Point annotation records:

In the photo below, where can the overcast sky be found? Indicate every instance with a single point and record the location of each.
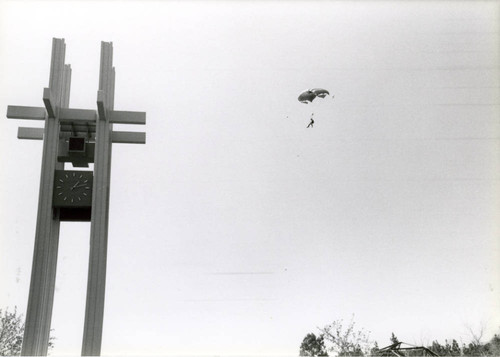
(236, 230)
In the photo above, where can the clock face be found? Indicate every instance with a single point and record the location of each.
(73, 188)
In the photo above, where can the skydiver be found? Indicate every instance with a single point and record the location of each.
(312, 122)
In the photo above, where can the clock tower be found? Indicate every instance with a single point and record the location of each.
(76, 137)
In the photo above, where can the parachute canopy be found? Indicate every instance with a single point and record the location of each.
(308, 95)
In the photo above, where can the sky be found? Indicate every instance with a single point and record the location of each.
(236, 230)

### Task brief
Reproduce the material above in full, exactly, with no images.

### Result for this exercise
In the photo below, where can the overcast sky be found? Indicate every instance with a single point and record the location of each.
(236, 230)
In the photo above, where can the clock face be found? Indicate every instance with a single point and record the location of each.
(73, 188)
In the photo above, where can the skydiver be found? Indicate every instance with a single point and record the location of each.
(312, 122)
In the photo above, where can the clock tower be found? Indicate every instance with a single point and record the location of each.
(76, 137)
In the photo above, where can the parachute canopy be found? Indicate every instance with a single point and record the location of each.
(308, 95)
In the photo above, where can the sky be found? Indicate every instance with a single point and record the location of each.
(236, 230)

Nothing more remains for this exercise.